_RECORDS PROVIDED_:
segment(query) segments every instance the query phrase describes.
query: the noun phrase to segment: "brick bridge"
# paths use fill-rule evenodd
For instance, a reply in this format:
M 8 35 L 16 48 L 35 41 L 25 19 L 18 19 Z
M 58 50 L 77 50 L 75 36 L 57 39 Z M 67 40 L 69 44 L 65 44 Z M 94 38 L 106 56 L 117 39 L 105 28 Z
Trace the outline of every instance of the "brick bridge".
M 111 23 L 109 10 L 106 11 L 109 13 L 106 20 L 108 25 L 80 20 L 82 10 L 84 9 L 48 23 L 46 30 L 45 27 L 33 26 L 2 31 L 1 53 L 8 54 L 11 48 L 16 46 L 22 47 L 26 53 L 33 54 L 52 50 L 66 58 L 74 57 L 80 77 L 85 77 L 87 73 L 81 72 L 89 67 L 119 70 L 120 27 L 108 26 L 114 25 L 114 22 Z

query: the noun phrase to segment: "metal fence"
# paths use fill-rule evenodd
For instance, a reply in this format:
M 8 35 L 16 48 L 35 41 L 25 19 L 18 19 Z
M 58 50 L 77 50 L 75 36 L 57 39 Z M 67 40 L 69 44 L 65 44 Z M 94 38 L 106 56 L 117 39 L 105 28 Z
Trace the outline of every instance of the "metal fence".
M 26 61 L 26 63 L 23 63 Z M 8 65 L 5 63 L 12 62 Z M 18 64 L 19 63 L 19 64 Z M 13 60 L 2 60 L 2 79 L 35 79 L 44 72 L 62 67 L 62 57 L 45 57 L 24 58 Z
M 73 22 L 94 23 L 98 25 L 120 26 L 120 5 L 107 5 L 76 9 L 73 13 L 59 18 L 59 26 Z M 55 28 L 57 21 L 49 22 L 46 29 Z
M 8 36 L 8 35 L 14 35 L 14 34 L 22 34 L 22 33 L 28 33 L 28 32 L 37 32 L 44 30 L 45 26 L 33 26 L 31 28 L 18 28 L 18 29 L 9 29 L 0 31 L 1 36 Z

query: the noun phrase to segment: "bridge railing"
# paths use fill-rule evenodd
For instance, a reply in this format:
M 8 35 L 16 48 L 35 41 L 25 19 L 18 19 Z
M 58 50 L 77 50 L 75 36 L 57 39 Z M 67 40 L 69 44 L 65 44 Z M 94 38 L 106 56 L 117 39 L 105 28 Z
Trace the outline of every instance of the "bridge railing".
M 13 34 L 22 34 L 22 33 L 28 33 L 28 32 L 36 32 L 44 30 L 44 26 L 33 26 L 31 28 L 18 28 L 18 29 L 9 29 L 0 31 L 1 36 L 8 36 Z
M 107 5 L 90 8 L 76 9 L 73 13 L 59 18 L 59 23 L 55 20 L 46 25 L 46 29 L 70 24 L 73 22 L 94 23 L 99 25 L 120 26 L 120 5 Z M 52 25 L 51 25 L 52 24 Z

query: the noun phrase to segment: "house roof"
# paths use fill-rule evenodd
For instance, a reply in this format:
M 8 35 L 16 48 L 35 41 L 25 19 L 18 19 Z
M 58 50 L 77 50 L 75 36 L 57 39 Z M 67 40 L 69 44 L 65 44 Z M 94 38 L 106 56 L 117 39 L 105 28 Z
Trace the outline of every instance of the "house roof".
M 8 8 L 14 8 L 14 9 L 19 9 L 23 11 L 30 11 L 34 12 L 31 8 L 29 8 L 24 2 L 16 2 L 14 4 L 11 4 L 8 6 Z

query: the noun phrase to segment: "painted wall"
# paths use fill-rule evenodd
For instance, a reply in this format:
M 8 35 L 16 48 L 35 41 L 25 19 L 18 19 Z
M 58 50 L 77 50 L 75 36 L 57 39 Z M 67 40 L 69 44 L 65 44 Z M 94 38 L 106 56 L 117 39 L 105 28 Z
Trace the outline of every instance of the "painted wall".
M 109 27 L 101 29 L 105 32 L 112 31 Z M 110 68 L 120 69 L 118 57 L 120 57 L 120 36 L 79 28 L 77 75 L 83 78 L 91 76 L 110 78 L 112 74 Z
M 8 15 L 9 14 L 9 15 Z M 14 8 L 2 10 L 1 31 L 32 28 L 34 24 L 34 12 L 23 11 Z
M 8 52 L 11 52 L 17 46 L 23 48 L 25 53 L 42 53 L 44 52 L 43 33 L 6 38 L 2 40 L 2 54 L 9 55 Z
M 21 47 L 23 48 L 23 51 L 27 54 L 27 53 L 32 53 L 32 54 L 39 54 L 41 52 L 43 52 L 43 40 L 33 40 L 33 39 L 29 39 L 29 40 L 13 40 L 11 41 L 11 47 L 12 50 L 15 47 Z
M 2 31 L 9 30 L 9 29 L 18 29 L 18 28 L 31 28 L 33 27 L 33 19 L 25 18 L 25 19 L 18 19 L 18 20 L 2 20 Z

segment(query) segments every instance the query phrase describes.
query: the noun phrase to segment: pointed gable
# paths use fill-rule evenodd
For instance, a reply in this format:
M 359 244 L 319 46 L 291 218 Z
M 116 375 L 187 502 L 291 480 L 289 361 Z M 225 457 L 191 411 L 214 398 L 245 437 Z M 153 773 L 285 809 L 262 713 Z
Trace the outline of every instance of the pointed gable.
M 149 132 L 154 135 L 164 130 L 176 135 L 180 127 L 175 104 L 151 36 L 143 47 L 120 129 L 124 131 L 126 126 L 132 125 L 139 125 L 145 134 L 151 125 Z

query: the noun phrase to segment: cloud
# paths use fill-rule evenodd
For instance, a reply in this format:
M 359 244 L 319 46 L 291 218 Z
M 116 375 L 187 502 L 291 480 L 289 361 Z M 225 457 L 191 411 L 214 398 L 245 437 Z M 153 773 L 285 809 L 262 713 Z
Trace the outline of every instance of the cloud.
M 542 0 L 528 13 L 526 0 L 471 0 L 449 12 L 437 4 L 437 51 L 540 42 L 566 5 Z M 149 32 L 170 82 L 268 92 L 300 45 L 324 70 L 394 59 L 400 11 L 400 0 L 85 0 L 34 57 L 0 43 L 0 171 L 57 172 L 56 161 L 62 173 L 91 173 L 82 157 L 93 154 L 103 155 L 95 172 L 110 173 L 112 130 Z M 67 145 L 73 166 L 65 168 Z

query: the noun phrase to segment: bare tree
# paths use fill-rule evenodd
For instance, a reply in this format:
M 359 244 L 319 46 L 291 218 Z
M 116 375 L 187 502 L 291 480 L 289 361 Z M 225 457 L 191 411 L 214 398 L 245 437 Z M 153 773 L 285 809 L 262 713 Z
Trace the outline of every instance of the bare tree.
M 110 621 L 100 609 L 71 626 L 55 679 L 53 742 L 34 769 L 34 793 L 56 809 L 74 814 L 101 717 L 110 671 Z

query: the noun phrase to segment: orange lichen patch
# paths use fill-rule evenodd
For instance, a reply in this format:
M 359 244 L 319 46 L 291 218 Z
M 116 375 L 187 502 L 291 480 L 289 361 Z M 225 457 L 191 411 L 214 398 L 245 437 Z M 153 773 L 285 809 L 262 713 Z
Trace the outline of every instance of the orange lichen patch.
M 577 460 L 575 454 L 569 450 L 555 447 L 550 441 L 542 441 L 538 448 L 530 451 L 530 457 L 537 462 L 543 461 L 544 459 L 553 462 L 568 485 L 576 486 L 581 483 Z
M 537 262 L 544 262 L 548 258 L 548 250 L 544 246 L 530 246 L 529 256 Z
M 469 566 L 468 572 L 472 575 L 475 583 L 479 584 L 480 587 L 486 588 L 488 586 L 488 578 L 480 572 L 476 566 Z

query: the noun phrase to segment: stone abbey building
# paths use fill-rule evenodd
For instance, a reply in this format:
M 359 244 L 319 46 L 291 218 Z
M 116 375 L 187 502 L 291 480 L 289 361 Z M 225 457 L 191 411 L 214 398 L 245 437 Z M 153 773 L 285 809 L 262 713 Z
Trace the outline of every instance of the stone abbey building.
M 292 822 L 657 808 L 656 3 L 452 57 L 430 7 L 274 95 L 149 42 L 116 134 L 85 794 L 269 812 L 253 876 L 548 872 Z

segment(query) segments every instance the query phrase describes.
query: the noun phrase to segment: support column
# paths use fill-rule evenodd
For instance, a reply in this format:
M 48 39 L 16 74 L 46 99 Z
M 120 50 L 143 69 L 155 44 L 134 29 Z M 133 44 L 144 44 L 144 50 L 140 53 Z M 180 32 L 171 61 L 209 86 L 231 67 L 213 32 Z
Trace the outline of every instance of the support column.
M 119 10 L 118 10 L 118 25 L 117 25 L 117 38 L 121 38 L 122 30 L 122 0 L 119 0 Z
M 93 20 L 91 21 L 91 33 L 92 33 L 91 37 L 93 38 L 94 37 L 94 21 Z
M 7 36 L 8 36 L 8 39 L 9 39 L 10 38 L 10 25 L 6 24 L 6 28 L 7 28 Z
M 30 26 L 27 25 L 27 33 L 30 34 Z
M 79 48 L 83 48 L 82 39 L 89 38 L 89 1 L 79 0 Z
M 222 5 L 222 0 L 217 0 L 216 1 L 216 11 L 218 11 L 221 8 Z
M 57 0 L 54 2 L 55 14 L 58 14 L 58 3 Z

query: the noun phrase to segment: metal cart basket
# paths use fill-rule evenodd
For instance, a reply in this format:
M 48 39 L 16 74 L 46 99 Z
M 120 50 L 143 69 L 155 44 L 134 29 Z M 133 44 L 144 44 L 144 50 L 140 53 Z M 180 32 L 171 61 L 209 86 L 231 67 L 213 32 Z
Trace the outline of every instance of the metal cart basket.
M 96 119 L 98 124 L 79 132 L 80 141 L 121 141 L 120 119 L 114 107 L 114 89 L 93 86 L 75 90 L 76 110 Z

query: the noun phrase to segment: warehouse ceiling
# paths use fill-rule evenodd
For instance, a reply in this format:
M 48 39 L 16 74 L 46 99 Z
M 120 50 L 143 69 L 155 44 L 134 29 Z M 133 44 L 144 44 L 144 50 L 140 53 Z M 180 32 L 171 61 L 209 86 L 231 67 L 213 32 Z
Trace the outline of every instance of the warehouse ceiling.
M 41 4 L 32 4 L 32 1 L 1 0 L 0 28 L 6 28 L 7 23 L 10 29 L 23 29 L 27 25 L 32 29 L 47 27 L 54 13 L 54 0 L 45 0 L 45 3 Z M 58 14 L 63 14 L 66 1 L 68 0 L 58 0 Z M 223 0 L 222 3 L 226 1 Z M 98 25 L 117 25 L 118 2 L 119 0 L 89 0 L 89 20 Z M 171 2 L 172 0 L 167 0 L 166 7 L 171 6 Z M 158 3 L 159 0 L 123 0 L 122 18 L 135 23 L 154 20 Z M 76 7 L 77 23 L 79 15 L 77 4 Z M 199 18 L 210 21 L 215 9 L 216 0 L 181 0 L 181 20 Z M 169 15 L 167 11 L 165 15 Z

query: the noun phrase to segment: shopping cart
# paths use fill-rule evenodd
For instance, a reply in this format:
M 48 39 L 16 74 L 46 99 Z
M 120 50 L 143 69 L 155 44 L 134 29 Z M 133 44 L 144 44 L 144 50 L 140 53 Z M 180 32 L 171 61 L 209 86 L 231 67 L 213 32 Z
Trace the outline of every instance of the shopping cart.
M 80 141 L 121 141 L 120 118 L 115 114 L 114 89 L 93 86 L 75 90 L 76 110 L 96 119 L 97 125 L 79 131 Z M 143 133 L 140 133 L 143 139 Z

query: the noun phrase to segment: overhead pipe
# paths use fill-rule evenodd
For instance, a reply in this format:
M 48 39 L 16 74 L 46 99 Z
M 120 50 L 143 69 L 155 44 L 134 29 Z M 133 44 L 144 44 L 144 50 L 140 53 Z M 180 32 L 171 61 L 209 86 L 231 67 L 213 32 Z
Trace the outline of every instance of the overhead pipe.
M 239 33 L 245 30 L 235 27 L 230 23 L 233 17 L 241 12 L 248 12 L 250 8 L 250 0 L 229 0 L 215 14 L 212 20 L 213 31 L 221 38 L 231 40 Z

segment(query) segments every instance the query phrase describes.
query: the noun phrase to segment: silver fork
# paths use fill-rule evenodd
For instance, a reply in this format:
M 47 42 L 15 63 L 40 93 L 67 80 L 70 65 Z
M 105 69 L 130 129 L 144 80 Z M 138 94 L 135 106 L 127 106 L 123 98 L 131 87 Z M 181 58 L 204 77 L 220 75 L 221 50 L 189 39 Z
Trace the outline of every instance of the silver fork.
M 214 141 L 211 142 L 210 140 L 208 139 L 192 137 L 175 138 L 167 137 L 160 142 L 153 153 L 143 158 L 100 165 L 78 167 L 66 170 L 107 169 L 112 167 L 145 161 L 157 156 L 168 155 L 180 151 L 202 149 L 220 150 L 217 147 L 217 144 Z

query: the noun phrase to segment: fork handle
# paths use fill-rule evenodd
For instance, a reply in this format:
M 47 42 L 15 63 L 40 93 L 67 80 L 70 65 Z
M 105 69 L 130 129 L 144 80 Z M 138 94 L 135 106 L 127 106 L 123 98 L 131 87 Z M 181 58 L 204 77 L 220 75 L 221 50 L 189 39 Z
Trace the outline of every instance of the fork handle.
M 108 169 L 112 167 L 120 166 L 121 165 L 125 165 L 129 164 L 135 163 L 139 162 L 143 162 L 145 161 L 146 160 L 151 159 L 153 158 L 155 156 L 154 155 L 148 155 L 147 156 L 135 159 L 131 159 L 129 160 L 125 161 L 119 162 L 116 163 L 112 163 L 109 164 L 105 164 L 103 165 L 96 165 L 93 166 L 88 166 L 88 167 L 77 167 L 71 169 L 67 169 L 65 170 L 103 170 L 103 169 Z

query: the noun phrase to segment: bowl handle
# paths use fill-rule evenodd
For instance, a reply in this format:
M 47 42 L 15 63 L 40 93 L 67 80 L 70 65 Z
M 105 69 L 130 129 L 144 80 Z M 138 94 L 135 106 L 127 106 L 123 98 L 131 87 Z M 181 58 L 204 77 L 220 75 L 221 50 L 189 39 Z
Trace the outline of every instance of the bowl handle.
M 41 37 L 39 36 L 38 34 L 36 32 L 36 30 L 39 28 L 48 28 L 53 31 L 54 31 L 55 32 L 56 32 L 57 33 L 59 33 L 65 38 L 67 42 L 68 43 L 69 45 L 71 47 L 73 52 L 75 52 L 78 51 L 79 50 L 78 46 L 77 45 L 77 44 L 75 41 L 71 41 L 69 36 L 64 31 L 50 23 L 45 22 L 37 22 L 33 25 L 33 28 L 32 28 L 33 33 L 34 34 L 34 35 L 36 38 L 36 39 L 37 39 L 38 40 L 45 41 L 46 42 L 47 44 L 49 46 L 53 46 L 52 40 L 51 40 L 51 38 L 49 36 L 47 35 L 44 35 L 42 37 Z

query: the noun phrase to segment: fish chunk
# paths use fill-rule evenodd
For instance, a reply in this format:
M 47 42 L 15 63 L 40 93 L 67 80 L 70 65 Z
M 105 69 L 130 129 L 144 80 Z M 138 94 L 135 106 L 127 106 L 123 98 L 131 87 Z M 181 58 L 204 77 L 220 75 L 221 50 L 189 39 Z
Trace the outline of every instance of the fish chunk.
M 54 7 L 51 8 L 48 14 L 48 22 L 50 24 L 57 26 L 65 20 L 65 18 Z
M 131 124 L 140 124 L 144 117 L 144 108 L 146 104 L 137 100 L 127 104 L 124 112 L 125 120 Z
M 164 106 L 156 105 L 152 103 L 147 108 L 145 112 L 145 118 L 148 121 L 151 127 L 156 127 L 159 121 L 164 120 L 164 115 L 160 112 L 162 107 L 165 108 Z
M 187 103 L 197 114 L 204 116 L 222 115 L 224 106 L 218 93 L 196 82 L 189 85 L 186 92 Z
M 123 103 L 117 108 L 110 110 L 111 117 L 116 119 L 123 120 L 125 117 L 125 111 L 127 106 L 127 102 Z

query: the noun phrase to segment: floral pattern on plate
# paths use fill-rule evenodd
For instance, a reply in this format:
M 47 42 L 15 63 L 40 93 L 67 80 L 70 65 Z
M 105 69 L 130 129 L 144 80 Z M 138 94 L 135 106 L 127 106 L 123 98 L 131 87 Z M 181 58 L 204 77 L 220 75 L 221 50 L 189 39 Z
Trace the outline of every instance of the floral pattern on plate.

_YOUR INSTRUCTIONS_: Reproduce verbatim the lines of the entries, starting at the line that contains "query: the noun phrase to segment: orange" and ending at the line that contains "M 57 0 L 54 2 L 55 14 L 58 14 L 58 3 Z", both of those lines included.

_TASK RESPONSE_:
query: the noun phrase to segment: orange lichen patch
# paths use fill-rule evenodd
For instance, a reply in this format:
M 359 244 L 319 46 L 291 218 Z
M 116 375 L 187 502 L 291 480 L 289 361 Z M 225 457 L 191 411 L 214 398 L 245 437 Z M 153 773 L 285 809 L 262 713 Z
Trace the outline of every instance of the orange lichen patch.
M 577 460 L 575 454 L 569 450 L 555 447 L 550 441 L 542 441 L 538 448 L 530 451 L 530 457 L 537 462 L 543 461 L 544 459 L 553 462 L 568 485 L 576 486 L 581 483 Z
M 537 262 L 544 262 L 548 258 L 548 250 L 544 246 L 530 246 L 529 256 Z
M 469 566 L 468 572 L 472 575 L 475 583 L 479 584 L 480 587 L 486 588 L 488 586 L 488 578 L 480 572 L 476 566 Z

query: the noun phrase to segment: stone abbey building
# paths use fill-rule evenodd
For instance, a reply in this format:
M 359 244 L 319 46 L 291 218 Z
M 116 375 L 187 502 L 291 480 L 289 361 Z M 225 457 L 191 411 L 214 398 L 245 437 Z M 153 773 L 285 809 L 262 713 Z
Trace the outline of every instance of the stone abbey building.
M 292 822 L 657 808 L 656 3 L 452 57 L 430 7 L 274 95 L 149 42 L 116 134 L 85 794 L 269 812 L 253 876 L 548 872 Z

segment(query) segments every instance the query phrase describes.
query: the noun phrase to segment: support column
# paths use fill-rule evenodd
For instance, a reply in this format:
M 48 39 L 16 74 L 46 99 Z
M 120 50 L 143 69 L 155 44 L 134 29 Z M 133 44 L 144 44 L 144 50 L 140 53 Z M 180 32 L 171 61 L 209 86 L 231 67 L 213 32 Z
Trace the outline of every instance of the support column.
M 119 10 L 118 10 L 118 25 L 117 25 L 117 38 L 121 38 L 122 30 L 122 0 L 119 0 Z
M 93 20 L 91 21 L 91 33 L 92 33 L 91 37 L 93 38 L 94 37 L 94 21 Z
M 7 36 L 8 36 L 8 39 L 9 39 L 10 38 L 10 25 L 6 24 L 6 28 L 7 28 Z
M 30 26 L 27 25 L 27 33 L 30 34 Z
M 79 48 L 83 48 L 82 39 L 89 38 L 89 1 L 79 0 Z
M 222 5 L 222 0 L 217 0 L 216 1 L 216 11 L 218 11 L 221 8 Z
M 57 0 L 54 2 L 55 14 L 58 14 L 58 3 Z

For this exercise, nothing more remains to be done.